Data entries
○ ○ ○

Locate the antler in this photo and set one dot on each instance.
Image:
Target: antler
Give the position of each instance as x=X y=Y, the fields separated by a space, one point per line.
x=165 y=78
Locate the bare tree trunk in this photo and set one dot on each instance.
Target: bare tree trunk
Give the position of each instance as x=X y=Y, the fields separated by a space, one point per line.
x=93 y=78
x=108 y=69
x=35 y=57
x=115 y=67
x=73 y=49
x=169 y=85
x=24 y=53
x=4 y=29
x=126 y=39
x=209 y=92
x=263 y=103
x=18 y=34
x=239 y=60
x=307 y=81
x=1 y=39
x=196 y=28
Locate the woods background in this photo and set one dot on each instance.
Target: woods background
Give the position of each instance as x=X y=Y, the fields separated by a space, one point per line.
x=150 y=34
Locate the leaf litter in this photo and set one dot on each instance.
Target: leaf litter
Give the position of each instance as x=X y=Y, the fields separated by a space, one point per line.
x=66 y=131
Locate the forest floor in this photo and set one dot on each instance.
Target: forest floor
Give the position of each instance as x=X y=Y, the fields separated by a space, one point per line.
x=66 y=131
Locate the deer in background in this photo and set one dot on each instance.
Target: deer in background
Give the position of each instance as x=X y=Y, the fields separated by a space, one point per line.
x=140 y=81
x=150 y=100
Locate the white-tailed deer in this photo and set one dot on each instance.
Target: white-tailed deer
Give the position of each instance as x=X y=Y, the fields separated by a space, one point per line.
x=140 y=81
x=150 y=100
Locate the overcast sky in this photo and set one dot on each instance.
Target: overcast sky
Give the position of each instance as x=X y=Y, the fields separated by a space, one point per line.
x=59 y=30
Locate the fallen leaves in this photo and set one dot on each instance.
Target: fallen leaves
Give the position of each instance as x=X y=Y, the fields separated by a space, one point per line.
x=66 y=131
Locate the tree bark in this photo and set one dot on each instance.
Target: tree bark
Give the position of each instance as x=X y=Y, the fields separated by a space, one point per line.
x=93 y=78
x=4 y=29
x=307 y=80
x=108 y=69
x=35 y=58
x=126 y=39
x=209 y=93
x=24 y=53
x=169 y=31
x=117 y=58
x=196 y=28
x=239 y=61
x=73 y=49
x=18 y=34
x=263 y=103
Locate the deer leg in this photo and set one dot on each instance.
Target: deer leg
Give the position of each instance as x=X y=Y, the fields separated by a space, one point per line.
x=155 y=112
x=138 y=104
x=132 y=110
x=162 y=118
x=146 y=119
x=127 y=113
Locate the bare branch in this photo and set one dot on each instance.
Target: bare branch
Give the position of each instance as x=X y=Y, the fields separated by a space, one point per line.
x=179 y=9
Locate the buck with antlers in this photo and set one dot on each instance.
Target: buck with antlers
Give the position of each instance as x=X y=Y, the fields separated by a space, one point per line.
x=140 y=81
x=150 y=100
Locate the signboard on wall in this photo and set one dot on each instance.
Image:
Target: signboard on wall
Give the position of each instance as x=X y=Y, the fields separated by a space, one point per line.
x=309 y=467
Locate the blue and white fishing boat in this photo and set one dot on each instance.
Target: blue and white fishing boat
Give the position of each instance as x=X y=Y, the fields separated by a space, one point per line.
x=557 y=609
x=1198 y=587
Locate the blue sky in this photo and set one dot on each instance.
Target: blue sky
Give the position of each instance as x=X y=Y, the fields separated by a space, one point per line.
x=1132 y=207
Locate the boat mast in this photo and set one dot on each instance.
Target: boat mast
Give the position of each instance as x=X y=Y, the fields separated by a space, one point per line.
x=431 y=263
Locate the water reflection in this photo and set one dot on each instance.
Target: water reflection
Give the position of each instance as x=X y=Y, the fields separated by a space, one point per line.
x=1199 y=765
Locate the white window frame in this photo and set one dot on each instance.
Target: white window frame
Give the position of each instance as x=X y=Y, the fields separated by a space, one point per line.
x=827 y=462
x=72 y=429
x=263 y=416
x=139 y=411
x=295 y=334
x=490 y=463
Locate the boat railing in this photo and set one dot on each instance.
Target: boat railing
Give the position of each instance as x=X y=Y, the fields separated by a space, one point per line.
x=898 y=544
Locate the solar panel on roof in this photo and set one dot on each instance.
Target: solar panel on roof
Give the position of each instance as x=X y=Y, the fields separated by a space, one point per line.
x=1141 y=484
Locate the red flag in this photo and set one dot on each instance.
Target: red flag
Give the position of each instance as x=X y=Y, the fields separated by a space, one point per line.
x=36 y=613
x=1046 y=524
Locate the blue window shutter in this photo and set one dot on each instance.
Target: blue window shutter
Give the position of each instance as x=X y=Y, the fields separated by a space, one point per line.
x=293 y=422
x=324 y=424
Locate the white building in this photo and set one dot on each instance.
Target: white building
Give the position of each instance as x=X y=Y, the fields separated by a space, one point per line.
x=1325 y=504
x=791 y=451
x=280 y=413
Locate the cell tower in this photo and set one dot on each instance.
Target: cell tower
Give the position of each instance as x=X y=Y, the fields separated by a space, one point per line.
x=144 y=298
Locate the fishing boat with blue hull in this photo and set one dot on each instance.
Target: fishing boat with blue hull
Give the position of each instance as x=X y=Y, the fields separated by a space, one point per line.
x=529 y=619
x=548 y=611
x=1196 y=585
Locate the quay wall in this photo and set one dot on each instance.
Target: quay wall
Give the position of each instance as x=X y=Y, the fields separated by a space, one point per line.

○ ○ ○

What is needed: Return, exactly, the lines from the first line of the records above to the line containing "Target: leaf litter", both included.

Answer space:
Locate the antler in this photo and set one dot on each instance.
Image:
Target: antler
Give the position of each instance as x=X y=Y, the fields separated by a space, one point per line.
x=165 y=78
Locate the bare tree trunk in this photo and set one dot on each instance.
Target: bare tree trunk
Give the position of each instance as x=X y=Y, the fields separated by a space, one point per line.
x=93 y=78
x=108 y=69
x=35 y=57
x=115 y=67
x=73 y=49
x=169 y=85
x=24 y=53
x=4 y=29
x=126 y=39
x=209 y=92
x=263 y=103
x=18 y=34
x=239 y=60
x=307 y=81
x=1 y=39
x=196 y=28
Locate the woods background in this photo and set one dot on each instance.
Target: woods background
Give the position of each instance as x=X y=Y, the fields separated by a space, one point per line.
x=150 y=34
Locate the leaf litter in this photo and set one dot on each instance.
Target: leaf litter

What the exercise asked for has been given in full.